(Stored data entries)
....

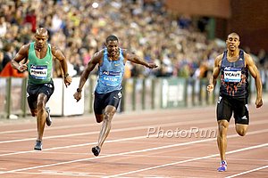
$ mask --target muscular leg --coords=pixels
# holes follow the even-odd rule
[[[248,125],[236,124],[236,131],[240,136],[245,136]]]
[[[111,121],[112,118],[116,112],[116,109],[113,106],[108,105],[106,106],[105,109],[105,114],[104,114],[104,122],[102,128],[99,133],[99,137],[98,137],[98,144],[97,146],[99,148],[102,148],[105,139],[107,138],[110,130],[111,130]]]
[[[38,115],[37,115],[37,125],[38,125],[38,141],[42,142],[46,112],[45,109],[45,106],[47,101],[47,97],[44,93],[39,93],[38,97],[37,108],[38,108]]]
[[[217,143],[218,149],[221,155],[221,159],[225,160],[225,152],[227,148],[227,130],[229,126],[229,122],[227,120],[219,120],[218,121],[218,136]]]

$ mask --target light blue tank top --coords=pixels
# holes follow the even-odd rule
[[[98,79],[96,86],[97,93],[107,93],[121,89],[121,80],[125,71],[124,58],[121,48],[118,61],[109,61],[107,49],[105,49],[103,63],[98,68]]]

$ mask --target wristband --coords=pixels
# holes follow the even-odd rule
[[[69,76],[69,74],[68,74],[68,73],[66,73],[66,74],[64,75],[64,78],[65,78],[65,77],[67,77],[68,76]]]
[[[77,88],[76,92],[82,92],[82,89]]]

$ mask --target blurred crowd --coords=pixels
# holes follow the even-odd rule
[[[174,15],[165,9],[163,0],[0,2],[0,70],[21,45],[34,39],[38,27],[47,28],[49,43],[63,52],[72,77],[81,74],[112,34],[118,36],[121,48],[159,66],[151,71],[127,63],[126,78],[208,77],[215,56],[225,48],[224,42],[207,38],[207,19]],[[260,68],[268,69],[264,50],[260,50],[255,61]],[[54,77],[62,77],[58,65],[54,63]]]

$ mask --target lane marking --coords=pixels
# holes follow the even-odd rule
[[[117,133],[117,132],[124,132],[124,131],[132,131],[132,130],[138,130],[138,129],[147,129],[148,127],[156,127],[161,125],[162,127],[163,126],[172,126],[174,125],[182,125],[188,124],[189,121],[182,121],[182,122],[174,122],[174,123],[167,123],[167,124],[157,124],[157,125],[142,125],[142,126],[133,126],[133,127],[128,127],[128,128],[118,128],[118,129],[113,129],[113,133]],[[195,124],[205,124],[205,123],[211,123],[211,120],[205,120],[205,121],[197,121]],[[268,123],[267,120],[264,120],[261,124],[264,123]],[[214,127],[215,128],[215,127]],[[78,133],[78,134],[62,134],[62,135],[54,135],[54,136],[44,136],[43,140],[45,139],[55,139],[55,138],[64,138],[64,137],[73,137],[73,136],[84,136],[84,135],[88,135],[88,134],[98,134],[99,131],[95,131],[95,132],[87,132],[87,133]],[[37,138],[28,138],[28,139],[17,139],[17,140],[7,140],[7,141],[0,141],[1,143],[10,143],[10,142],[25,142],[25,141],[36,141]]]
[[[237,174],[230,175],[230,176],[227,176],[225,178],[237,177],[237,176],[239,176],[239,175],[243,175],[243,174],[248,174],[248,173],[252,173],[252,172],[255,172],[255,171],[259,171],[259,170],[266,169],[266,168],[268,168],[268,165],[266,165],[264,166],[257,167],[257,168],[255,168],[255,169],[251,169],[251,170],[248,170],[248,171],[245,171],[245,172],[242,172],[242,173],[239,173],[239,174]]]
[[[264,133],[264,132],[268,132],[268,129],[250,132],[250,133],[247,133],[247,135],[248,134],[250,134],[250,135],[257,134],[261,134],[261,133]],[[234,137],[239,137],[239,136],[238,134],[232,134],[232,135],[229,136],[229,138],[234,138]],[[13,170],[10,170],[10,171],[0,171],[0,174],[15,173],[15,172],[21,172],[21,171],[27,171],[27,170],[32,170],[32,169],[38,169],[38,168],[44,168],[44,167],[54,166],[66,165],[66,164],[77,163],[77,162],[81,162],[81,161],[88,161],[88,160],[92,160],[92,159],[99,159],[99,158],[110,158],[110,157],[118,157],[118,156],[121,156],[121,155],[128,155],[128,154],[133,154],[133,153],[141,153],[141,152],[157,150],[172,148],[172,147],[179,147],[179,146],[190,145],[190,144],[200,143],[200,142],[206,142],[215,141],[215,140],[216,140],[216,138],[203,139],[203,140],[200,140],[200,141],[193,141],[193,142],[177,143],[177,144],[172,144],[172,145],[155,147],[155,148],[151,148],[151,149],[138,150],[134,150],[134,151],[128,151],[128,152],[122,152],[122,153],[111,154],[111,155],[104,155],[104,156],[100,156],[100,157],[94,157],[94,158],[88,158],[75,159],[75,160],[71,160],[71,161],[47,164],[47,165],[42,165],[42,166],[31,166],[31,167],[24,167],[24,168],[13,169]],[[244,148],[244,149],[236,150],[233,150],[233,151],[228,151],[226,154],[230,154],[230,153],[239,152],[239,151],[243,151],[243,150],[252,150],[252,149],[261,148],[261,147],[267,146],[267,145],[268,145],[268,143],[264,143],[264,144],[261,144],[261,145],[247,147],[247,148]],[[137,171],[134,171],[134,172],[138,173],[138,172],[141,172],[141,171],[145,171],[145,170],[150,170],[150,169],[159,168],[159,167],[163,167],[163,166],[172,166],[172,165],[176,165],[176,164],[180,164],[180,163],[186,163],[186,162],[190,162],[190,161],[195,161],[195,160],[199,160],[199,159],[204,159],[204,158],[213,158],[213,157],[217,157],[217,156],[219,156],[219,154],[214,154],[214,155],[210,155],[210,156],[187,159],[187,160],[183,160],[183,161],[165,164],[165,165],[157,166],[154,166],[154,167],[147,167],[147,168],[139,169],[139,170],[137,170]],[[128,172],[128,173],[124,173],[124,174],[130,174],[132,172]],[[111,176],[114,177],[114,176],[117,176],[117,175],[111,175]]]
[[[241,151],[245,151],[245,150],[253,150],[253,149],[259,149],[259,148],[266,147],[266,146],[268,146],[268,143],[255,145],[255,146],[252,146],[252,147],[247,147],[247,148],[239,149],[239,150],[236,150],[228,151],[228,152],[226,152],[226,155],[232,154],[232,153],[237,153],[237,152],[241,152]],[[177,162],[168,163],[168,164],[160,165],[160,166],[151,166],[151,167],[147,167],[147,168],[138,169],[138,170],[136,170],[136,171],[130,171],[130,172],[121,173],[121,174],[118,174],[108,175],[108,176],[105,176],[105,178],[118,177],[118,176],[127,175],[127,174],[139,173],[139,172],[143,172],[143,171],[148,171],[148,170],[152,170],[152,169],[161,168],[161,167],[164,167],[164,166],[179,165],[179,164],[181,164],[181,163],[187,163],[187,162],[197,161],[197,160],[200,160],[200,159],[214,158],[214,157],[218,157],[218,156],[219,156],[219,154],[214,154],[214,155],[209,155],[209,156],[205,156],[205,157],[199,157],[199,158],[196,158],[186,159],[186,160],[182,160],[182,161],[177,161]]]
[[[164,127],[164,126],[173,126],[175,125],[181,125],[184,124],[188,124],[189,121],[182,121],[182,122],[174,122],[174,123],[167,123],[167,124],[157,124],[157,125],[142,125],[142,126],[133,126],[133,127],[128,127],[128,128],[119,128],[119,129],[113,129],[113,133],[118,133],[118,132],[124,132],[124,131],[133,131],[133,130],[138,130],[138,129],[147,129],[148,127]],[[205,124],[205,123],[211,123],[211,119],[209,120],[200,120],[197,121],[194,124]],[[267,124],[268,120],[261,120],[261,121],[255,121],[251,123],[250,125],[263,125]],[[234,127],[233,125],[230,125],[229,128]],[[216,126],[213,127],[214,129],[216,128]],[[65,137],[73,137],[73,136],[84,136],[84,135],[90,135],[90,134],[98,134],[99,131],[95,132],[87,132],[87,133],[78,133],[78,134],[62,134],[62,135],[54,135],[54,136],[44,136],[43,139],[55,139],[55,138],[65,138]],[[17,139],[17,140],[7,140],[7,141],[0,141],[1,143],[10,143],[10,142],[26,142],[26,141],[36,141],[37,138],[28,138],[28,139]]]

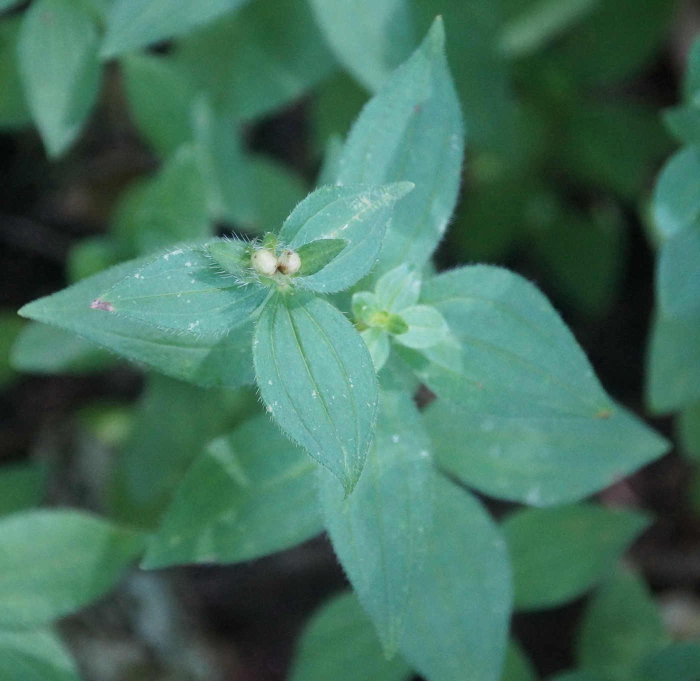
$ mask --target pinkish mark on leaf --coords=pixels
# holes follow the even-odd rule
[[[91,310],[106,310],[108,312],[114,311],[114,307],[111,302],[107,302],[106,300],[100,300],[99,298],[95,298],[90,304],[90,309]]]

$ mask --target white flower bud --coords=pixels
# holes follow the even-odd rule
[[[272,276],[277,271],[277,258],[272,251],[258,248],[251,256],[251,265],[258,274]]]
[[[302,260],[293,251],[285,251],[279,256],[279,271],[283,274],[296,274],[302,266]]]

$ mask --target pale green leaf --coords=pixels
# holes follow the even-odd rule
[[[97,39],[93,18],[78,0],[38,0],[24,15],[20,73],[50,156],[74,142],[97,99]]]
[[[431,348],[442,342],[449,333],[444,318],[430,305],[407,307],[401,311],[400,316],[408,325],[408,330],[395,335],[393,339],[407,348]]]
[[[319,470],[321,508],[333,548],[385,651],[396,652],[422,572],[430,524],[430,442],[411,396],[381,391],[374,440],[346,498]]]
[[[304,277],[303,286],[332,293],[366,274],[377,261],[395,203],[412,188],[409,182],[321,187],[307,197],[285,221],[279,238],[290,248],[317,239],[344,239],[348,245],[321,272]]]
[[[82,374],[106,369],[115,357],[94,343],[56,326],[31,322],[18,337],[10,361],[30,374]]]
[[[578,643],[584,668],[606,681],[638,681],[640,664],[668,643],[641,577],[620,570],[602,587],[588,605]]]
[[[250,2],[181,41],[172,58],[237,120],[293,101],[335,68],[303,0]]]
[[[226,14],[245,0],[113,0],[100,55],[130,50],[187,33]]]
[[[268,410],[349,493],[365,465],[378,400],[372,358],[352,325],[312,293],[278,293],[258,320],[253,359]]]
[[[354,594],[326,603],[302,633],[291,681],[404,681],[410,675],[398,657],[388,661]]]
[[[463,136],[444,51],[442,22],[363,109],[340,161],[342,184],[415,185],[394,210],[375,274],[421,268],[454,208]]]
[[[20,314],[78,334],[174,378],[202,386],[237,387],[251,383],[254,377],[248,325],[223,337],[191,333],[174,335],[145,322],[90,309],[100,293],[144,264],[144,259],[124,262],[39,298],[22,307]]]
[[[411,53],[407,0],[311,0],[311,5],[338,61],[370,91]]]
[[[68,652],[50,630],[0,630],[0,679],[78,681],[78,676]]]
[[[158,153],[169,156],[192,139],[192,85],[155,55],[125,55],[120,65],[134,122]]]
[[[143,540],[80,511],[42,510],[0,520],[0,624],[27,628],[112,589]]]
[[[320,533],[316,468],[267,416],[246,421],[195,460],[141,567],[248,561]]]
[[[510,617],[505,543],[468,492],[436,476],[424,572],[399,650],[426,679],[499,681]]]
[[[650,519],[593,504],[523,509],[501,531],[513,567],[517,609],[553,608],[612,571]]]
[[[217,272],[204,247],[164,253],[104,292],[92,303],[162,330],[216,334],[243,323],[267,289]]]

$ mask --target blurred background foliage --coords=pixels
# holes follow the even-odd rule
[[[69,503],[153,528],[194,455],[258,413],[251,390],[144,377],[15,311],[175,243],[276,230],[328,176],[365,101],[437,14],[467,129],[438,267],[491,262],[535,281],[612,395],[643,410],[664,237],[654,177],[679,143],[663,186],[680,201],[700,176],[700,50],[688,57],[697,3],[0,0],[0,512]],[[691,213],[700,205],[682,200]],[[682,449],[695,459],[697,398],[657,409],[682,408]],[[671,456],[603,498],[659,515],[635,560],[667,620],[696,636],[693,470]],[[120,598],[139,608],[118,601],[65,623],[85,677],[211,678],[218,659],[241,678],[283,678],[300,623],[343,577],[323,540],[256,570],[134,577]],[[541,673],[572,666],[581,608],[516,620]],[[222,652],[232,636],[235,654]],[[512,678],[532,678],[514,650]]]

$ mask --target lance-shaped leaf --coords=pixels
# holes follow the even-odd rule
[[[248,561],[318,534],[316,468],[267,416],[251,419],[195,461],[141,567]]]
[[[349,494],[370,449],[378,400],[372,358],[353,325],[312,293],[277,293],[258,320],[253,360],[268,410]]]
[[[394,211],[378,274],[402,262],[422,267],[454,209],[464,140],[444,46],[437,20],[423,44],[365,105],[340,161],[342,184],[415,185]]]
[[[292,663],[291,681],[402,681],[410,676],[398,656],[382,654],[372,622],[354,594],[343,594],[314,615]]]
[[[97,40],[92,15],[77,0],[39,0],[24,15],[20,73],[50,156],[73,143],[97,99]]]
[[[333,548],[388,655],[398,646],[430,523],[430,442],[410,395],[379,393],[374,441],[355,491],[319,470]]]
[[[468,491],[441,475],[399,650],[426,679],[500,681],[510,616],[507,552]]]
[[[105,594],[141,552],[143,538],[87,513],[42,510],[0,521],[0,624],[23,629]]]
[[[282,225],[281,241],[290,248],[318,239],[344,239],[348,245],[303,285],[332,293],[364,276],[379,256],[394,204],[412,187],[410,182],[321,187],[307,197]]]
[[[410,360],[442,398],[428,407],[427,423],[436,458],[461,479],[533,505],[563,503],[666,450],[606,395],[529,282],[498,267],[462,267],[426,282],[423,293],[456,341]]]
[[[98,295],[144,262],[144,259],[139,259],[116,265],[30,302],[20,310],[20,314],[78,334],[173,378],[206,387],[236,388],[252,383],[249,324],[237,327],[223,337],[164,333],[146,322],[90,309],[90,303]]]
[[[204,248],[183,246],[144,265],[91,307],[163,329],[218,333],[245,321],[267,289],[225,278],[218,269]]]

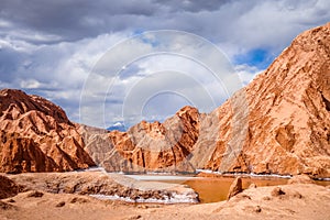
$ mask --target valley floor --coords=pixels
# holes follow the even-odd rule
[[[330,187],[315,184],[249,188],[229,201],[199,205],[128,204],[38,193],[2,199],[0,219],[330,219]]]

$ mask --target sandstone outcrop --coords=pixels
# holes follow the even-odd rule
[[[227,199],[229,200],[231,197],[240,194],[241,191],[243,191],[242,178],[241,177],[237,177],[233,180],[233,183],[230,185]]]
[[[329,177],[330,23],[298,35],[212,112],[185,107],[164,123],[143,121],[109,136],[107,146],[87,150],[107,170]]]
[[[329,103],[330,23],[298,35],[264,73],[211,113],[219,116],[218,136],[208,139],[215,142],[209,146],[199,139],[194,148],[205,148],[207,160],[199,163],[194,154],[193,162],[223,173],[329,177]]]
[[[8,177],[0,175],[0,199],[13,197],[22,190],[22,186],[18,185]]]
[[[190,172],[187,158],[199,134],[200,113],[184,107],[164,123],[142,121],[128,132],[79,125],[86,151],[108,172]]]
[[[95,165],[63,109],[21,90],[0,91],[0,172],[64,172]]]

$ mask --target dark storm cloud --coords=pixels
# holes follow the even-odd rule
[[[9,21],[15,29],[61,36],[59,40],[50,41],[58,42],[121,31],[139,22],[140,16],[151,16],[155,12],[156,4],[145,0],[3,0],[0,18]]]

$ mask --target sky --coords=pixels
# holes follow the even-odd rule
[[[328,0],[0,0],[0,89],[100,128],[209,112],[329,21]]]

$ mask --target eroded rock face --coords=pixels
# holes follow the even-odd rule
[[[87,151],[107,170],[330,176],[330,23],[295,38],[249,86],[208,114],[110,132]],[[107,151],[105,151],[107,148]]]
[[[63,109],[20,90],[0,91],[0,172],[63,172],[95,165]]]
[[[164,123],[142,121],[128,132],[79,125],[86,150],[108,172],[195,172],[187,162],[198,139],[200,114],[185,107]]]
[[[0,175],[0,199],[13,197],[22,191],[23,187],[11,180],[10,178]]]
[[[237,101],[242,98],[245,102]],[[219,136],[212,138],[217,144],[199,166],[329,177],[329,100],[330,23],[300,34],[263,74],[211,113],[219,116]],[[235,103],[248,103],[249,112],[235,111]],[[246,127],[233,131],[235,123]]]

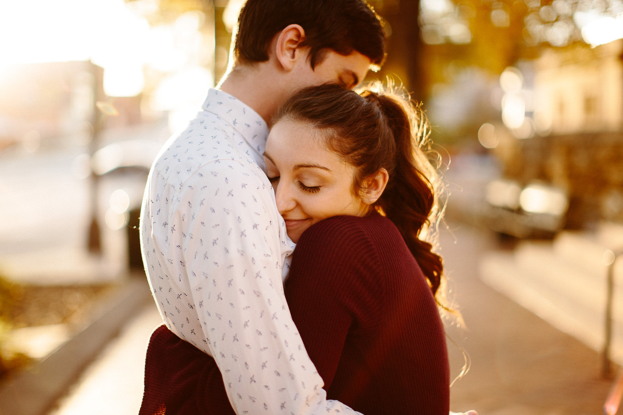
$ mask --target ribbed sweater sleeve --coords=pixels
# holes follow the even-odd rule
[[[382,307],[380,259],[361,222],[326,219],[298,241],[285,284],[292,318],[328,390],[349,330],[366,316],[378,324]],[[379,284],[380,283],[380,284]]]
[[[446,415],[443,325],[426,280],[386,217],[315,224],[295,250],[285,295],[328,399],[366,415]]]

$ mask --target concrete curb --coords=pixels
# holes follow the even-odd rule
[[[67,390],[151,295],[145,278],[131,277],[105,302],[93,322],[45,359],[0,385],[0,415],[41,415]]]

....

### TASK GOAL
Convert the section of the entries that begins with the line containing "sandstone outcrop --coords=pixels" and ends with the line containing "[[[328,0],[0,0],[0,89],[100,128],[209,112],[329,21]]]", including both of those lines, into a JSON list of strings, with one string per line and no blank lines.

### COMPLETE OUTPUT
[
  "$ mask --target sandstone outcrop --coords=pixels",
  "# holes follow the even-odd rule",
  "[[[227,199],[229,200],[231,197],[240,194],[241,191],[243,191],[242,178],[241,177],[237,177],[233,180],[233,183],[230,185]]]",
  "[[[329,177],[330,23],[298,35],[212,112],[185,107],[164,123],[143,121],[109,136],[107,146],[87,150],[107,170]]]",
  "[[[329,103],[330,23],[298,35],[264,73],[211,113],[219,116],[218,136],[208,139],[215,142],[209,146],[199,139],[194,148],[205,148],[207,160],[199,163],[194,154],[193,162],[223,173],[329,177]]]",
  "[[[8,177],[0,175],[0,199],[13,197],[22,190],[22,186],[18,185]]]",
  "[[[190,172],[187,158],[199,134],[200,113],[184,107],[164,123],[142,121],[128,132],[79,125],[86,151],[108,172]]]",
  "[[[95,165],[63,109],[21,90],[0,91],[0,172],[64,172]]]",
  "$ mask --target dark storm cloud --coords=pixels",
  "# holes follow the even-odd rule",
  "[[[9,21],[15,29],[61,36],[59,40],[50,41],[58,42],[121,31],[139,22],[140,16],[151,16],[155,12],[156,4],[145,0],[3,0],[0,18]]]",
  "$ mask --target sky --coords=pixels",
  "# holes follow the even-odd rule",
  "[[[328,0],[0,0],[0,89],[100,128],[209,112],[329,21]]]"
]